**Texto para análise**
—————

O senhor deve ainda ouvir muito isso. A gente vive em uma sociedade que sempre espera algo em troca. Questionam o senhor por que investe tanto nessas crianças, já que elas não vão retribuir, não vão ter vida longa. Deve ouvir muito isso também com relação aos moradores de rua, aos viciados da Cracolândia. O senhor costuma dizer que não trabalha com os moradores de rua, mas convive com eles, porque trabalho envolve um tempo limitado, como se o senhor trabalhasse, depois fosse para casa e não vivesse mais aquilo. Mas nós sabemos que essa é sua vida.
Pe. Júlio: E a convivência é exigente, tanto que hoje eu até comentava com algumas pessoas: quem pergunta a um morador de rua o que ele está pensando, o que ele está sentindo, qual é a dor, que sofrimento ele tem? Muitas vezes eles não passam de números, de estatísticas; são casos, não pessoas; são considerados números. Então é uma situação dramática. Agora, na pandemia, aprendi muito isso, a ler o olhar deles; todos de máscara e só com os olhos visíveis. Você ler o olhar dessas pessoas, entender a dor, o sofrimento que todos eles passam… Falo isto nesses textos: que na população de rua não há anjos nem demônios; são pessoas e, como tais, são sujeitas às limitações que todas as pessoas têm. Hoje mesmo uma jornalista estava me perguntando sobre a violência contra os moradores de rua. Há também a violência da discriminação, da institucionalização de tutela, existe muita violência simbólica e que fere o corpo, mas fere psicologicamente, de maneira muito profunda. Comentei com ela que, quando afirmam que a população de rua é muito agitada, eu digo: “Vá a uma reunião de condomínio para perceber como é, na hora de fazer sorteio de vaga no estacionamento”. Sei de muitas reuniões que acabam na delegacia, e olhe que elas estão fechadas num condomínio, ao passo que a população de rua todo mundo vê. Você vê hoje a situação do centro de São Paulo: nunca nossa cidade assistiu a um processo de empobrecimento tão galopante como o de agora. Se você vê a Praça da Sé, é um acampamento, é um campo de refugiados, e a população de rua são refugiados urbanos, ninguém os quer, todos os rejeitam. Muita gente os hostiliza, muitos os destratam, olham para eles com absoluta indiferença. Isso acontece de maneira contínua. A população de rua não tem acesso garantido a água potável, a saneamento básico, a um banheiro para utilizar de maneira adequada; a alimentação que eles têm é na velocidade de quem oferece, e não a partir das necessidades deles. Nunca podem fazer escolhas, tudo é escolhido para eles, e ainda as pessoas dizem: “Para quem não tem nada, qualquer coisa está bom”.

—————

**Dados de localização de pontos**

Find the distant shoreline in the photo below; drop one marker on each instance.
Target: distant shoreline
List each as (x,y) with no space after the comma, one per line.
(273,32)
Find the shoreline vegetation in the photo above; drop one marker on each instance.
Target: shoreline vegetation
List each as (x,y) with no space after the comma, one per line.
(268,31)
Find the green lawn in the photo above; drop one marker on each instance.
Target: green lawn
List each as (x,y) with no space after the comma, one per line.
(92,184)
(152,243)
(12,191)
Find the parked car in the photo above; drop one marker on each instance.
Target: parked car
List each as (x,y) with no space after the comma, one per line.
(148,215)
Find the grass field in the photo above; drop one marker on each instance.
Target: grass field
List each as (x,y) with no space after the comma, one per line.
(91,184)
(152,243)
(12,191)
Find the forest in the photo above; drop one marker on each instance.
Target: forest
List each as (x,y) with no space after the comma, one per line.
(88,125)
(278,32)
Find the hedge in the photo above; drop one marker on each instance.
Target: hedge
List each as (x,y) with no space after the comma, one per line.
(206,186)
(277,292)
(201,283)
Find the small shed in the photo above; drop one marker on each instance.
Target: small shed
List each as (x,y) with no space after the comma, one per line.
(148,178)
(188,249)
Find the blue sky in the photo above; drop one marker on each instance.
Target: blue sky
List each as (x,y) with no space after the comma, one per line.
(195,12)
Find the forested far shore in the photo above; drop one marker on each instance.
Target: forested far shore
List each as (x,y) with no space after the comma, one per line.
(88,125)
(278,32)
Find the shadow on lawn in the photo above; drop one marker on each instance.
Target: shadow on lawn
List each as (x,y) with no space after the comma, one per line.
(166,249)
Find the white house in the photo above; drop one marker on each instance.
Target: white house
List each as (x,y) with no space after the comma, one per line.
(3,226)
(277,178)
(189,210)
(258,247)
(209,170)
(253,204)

—————

**Instruções**
Reproduza, sem alterações, o trecho da entrevista que começa em "O senhor deve" e segue até "é sua vida.". Os registros são um material à parte, independente da entrevista.

**Resposta ao exercício**
O senhor deve ainda ouvir muito isso. A gente vive em uma sociedade que sempre espera algo em troca. Questionam o senhor por que investe tanto nessas crianças, já que elas não vão retribuir, não vão ter vida longa. Deve ouvir muito isso também com relação aos moradores de rua, aos viciados da Cracolândia. O senhor costuma dizer que não trabalha com os moradores de rua, mas convive com eles, porque trabalho envolve um tempo limitado, como se o senhor trabalhasse, depois fosse para casa e não vivesse mais aquilo. Mas nós sabemos que essa é sua vida.